• **Document extract**:
District Attorney Summer Stephan will be in office until 2028 — two more years than expected without another election. In fact, she and the next sheriff of San Diego County will serve six-year terms thanks to a bill quietly signed last month by Gov. Gavin Newsom.
Assembly Bill 759 gives the winners in November an extra two years in office, so that the campaigns going forward will coincide with presidential elections, which typically attract more attention. The Democrats who pushed the bill through the Legislature this summer argued that the change will boost voter turnout in law enforcement races among underrepresented communities.
Stephan, a Republican-turned-independent, is running unopposed. So unless she somehow loses that, she will be district attorney for another six years. Same goes for whoever wins the sheriff’s race — John Hemmerling, a former city prosecutor and police officer, or Kelly Martinez, the current undersheriff. Hemmerling is a Republican. Martinez is a Democrat.
“Ensuring that a larger and more inclusive pool of voters can vote for candidates who reflect their values is critical to making democracy work,” said the League of Women Voters, one of the bill’s lead sponsors.

Many law enforcement officials adamantly opposed the bill, even those who stood to benefit from the additional two years. They argued that the change would make it easier long term to replace law-and-order candidates with progressive ones while increasing the cost of running a campaign.
At the same time, the California State Sheriffs’ Association has said there’s no guarantee that voters will examine their choices more carefully because of the length of the ballot in a presidential election.
Though the change adds a new dimension to the campaigns in San Diego with only a month to go and raises the stakes of the election for local voters, it’s gotten little attention since the governor signed AB 759 on Sept. 29. Neither Hemmerling nor Martinez mentioned it during a debate Saturday hosted by Voice of San Diego at the University of San Diego.
The sheriff is responsible for overseeing thousands of deputies and other personnel who patrol the streets of several cities and unincorporated areas, staff courthouses and carry out evictions.
The sheriff also runs the local jail system, which the state auditor lambasted earlier this year. For more than a decade, the Union-Tribune reports, San Diego has had the highest jail-mortality rate among California’s largest counties. Nineteen people, including a man who’d been granted compassionate release only hours before, have died in 2022 alone.

• **Task 1**: Pull out the part of the article on San Diego's longer law enforcement terms that opens with the words containing "Stephan, a Republican-turned-independent, is" and closes with "bill’s lead sponsors.".
• **Task 2**: Carry on the article about San Diego's longer law enforcement terms, starting right after its last sentence.
The entries after this point are separate material and have nothing to do with the article on San Diego's longer law enforcement terms.

• **Data for analysis**:
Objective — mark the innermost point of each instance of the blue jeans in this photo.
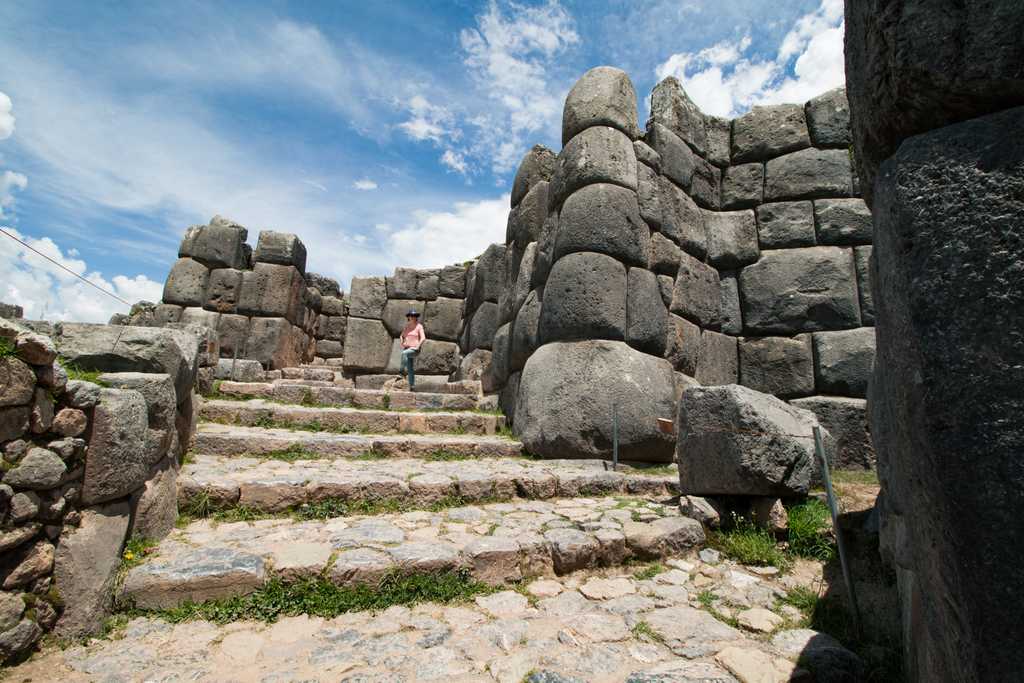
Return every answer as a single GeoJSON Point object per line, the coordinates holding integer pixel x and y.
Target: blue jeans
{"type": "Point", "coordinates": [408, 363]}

---

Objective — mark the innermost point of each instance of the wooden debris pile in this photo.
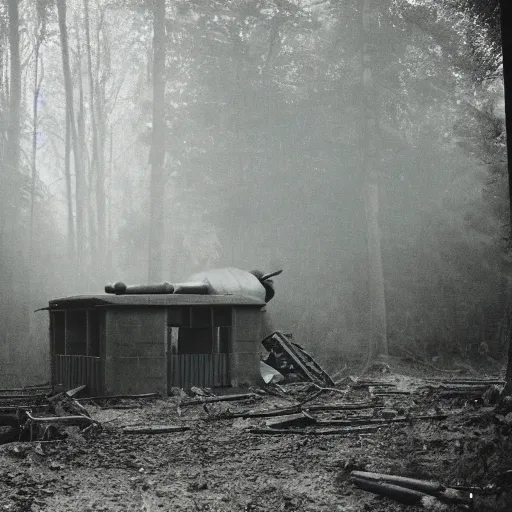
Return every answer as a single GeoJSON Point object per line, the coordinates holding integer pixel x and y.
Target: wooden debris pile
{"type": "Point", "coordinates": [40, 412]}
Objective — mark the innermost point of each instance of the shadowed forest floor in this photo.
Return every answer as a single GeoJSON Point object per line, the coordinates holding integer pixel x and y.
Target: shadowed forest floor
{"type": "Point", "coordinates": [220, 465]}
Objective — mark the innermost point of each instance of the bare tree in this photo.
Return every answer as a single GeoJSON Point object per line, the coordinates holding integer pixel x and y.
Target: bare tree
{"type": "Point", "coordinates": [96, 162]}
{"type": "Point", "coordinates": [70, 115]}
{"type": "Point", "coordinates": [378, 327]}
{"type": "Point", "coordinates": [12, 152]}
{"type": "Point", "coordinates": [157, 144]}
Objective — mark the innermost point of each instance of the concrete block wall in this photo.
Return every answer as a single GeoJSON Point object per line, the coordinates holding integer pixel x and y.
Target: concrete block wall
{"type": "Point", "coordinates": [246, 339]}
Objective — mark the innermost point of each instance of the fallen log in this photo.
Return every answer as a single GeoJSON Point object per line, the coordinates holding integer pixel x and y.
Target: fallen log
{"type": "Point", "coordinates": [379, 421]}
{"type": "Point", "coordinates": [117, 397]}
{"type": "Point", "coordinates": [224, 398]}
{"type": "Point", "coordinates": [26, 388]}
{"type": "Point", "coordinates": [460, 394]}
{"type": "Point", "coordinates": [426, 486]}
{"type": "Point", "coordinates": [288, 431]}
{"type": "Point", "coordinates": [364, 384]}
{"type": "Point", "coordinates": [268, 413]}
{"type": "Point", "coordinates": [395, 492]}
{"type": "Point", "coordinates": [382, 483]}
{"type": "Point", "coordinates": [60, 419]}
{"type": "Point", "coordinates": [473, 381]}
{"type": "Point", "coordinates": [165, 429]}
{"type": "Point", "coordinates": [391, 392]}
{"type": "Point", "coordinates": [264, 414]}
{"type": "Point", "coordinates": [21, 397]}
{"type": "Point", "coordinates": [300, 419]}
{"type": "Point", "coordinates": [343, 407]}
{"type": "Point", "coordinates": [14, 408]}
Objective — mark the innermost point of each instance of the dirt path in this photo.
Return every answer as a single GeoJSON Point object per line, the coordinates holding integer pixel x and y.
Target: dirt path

• **Result 1**:
Stephan, a Republican-turned-independent, is running unopposed. So unless she somehow loses that, she will be district attorney for another six years. Same goes for whoever wins the sheriff’s race — John Hemmerling, a former city prosecutor and police officer, or Kelly Martinez, the current undersheriff. Hemmerling is a Republican. Martinez is a Democrat.
“Ensuring that a larger and more inclusive pool of voters can vote for candidates who reflect their values is critical to making democracy work,” said the League of Women Voters, one of the bill’s lead sponsors.

• **Result 2**:
On the same day Newsom signed AB 759, he vetoed a different bill written by Assemblywoman Akilah Weber that would have mandated improvements to mental health care, medical services and safety standards.
During the sheriff’s debate, Martinez said the department has embraced the state audit and implemented almost all the recommendations. She identified fentanyl as the driving force behind deaths and said stopping the supply through better screening methods was key. She pointed to a medical assistant treatment program that identifies and monitors people going through withdrawal.
“There’s more that we can do,” she told the moderator. “There’s more that we’re going to do.”
In response, Hemmerling pointed out that the jail population is lower today than it was before the pandemic yet the numbers of people dying in jail is at a record high. He didn’t offer any specific recommendations at the debate, but pitched himself as an outsider capable of changing the culture and processes, in contrast to the more than 30 years Martinez has been with the Sheriff’s Department.
Hemmerling cited his time as a battalion commander in the Marines running jails in the Anbar Province after reports of torture and other war crimes at the hands of the Army and CIA surfaced at Abu Ghraib for how he intends to stop the “runaway train of deaths” locally.
Both Hemmerling and Martinez sent statements in the days after the debate saying they were aware of AB 759 and arguing that an additional two years will give them more time to do what they need to do.
Martinez offered a list of major initiatives that she’d like to see through, including renovations at the George Bailey Detention Facility, a rebuild of the Ramon sub-station, a complete roll out of body-worn cameras in jails and a study of correctional healthcare.
“The stability, leadership and vision that I bring to the position is necessary for the continuity of operations and public safety in San Diego County,” she said.
For his part, Hemmerling vowed “to reduce gun violence, stop the flow of drugs, treat the homeless with compassionate accountability, and end the senseless deaths in our jails.” A vote for Martinez was for more of the “unacceptable status quo,” he said.
Though the California District Attorneys Association also opposed the bill, Dan Rottenstreich, Stephan’s campaign consultant, told me that she didn’t take a position.
An earlier version of AB 759 would have given counties the option to restrict the next district attorney and sheriff’s terms to 2024. But in the end, lawmakers deleted that language.
Martinez agreed with that decision because whoever wins in November would need to begin focusing on re-election. “The Sheriff’s Department, much like a large corporation, could suffer with a short-term Sheriff,” she said.
The bill also opened the door to other changes to the way county elections are held in the future. It gave boards of supervisors across the state permission to adopt an ordinance switching other top county positions, including the assessor, to presidential elections as well.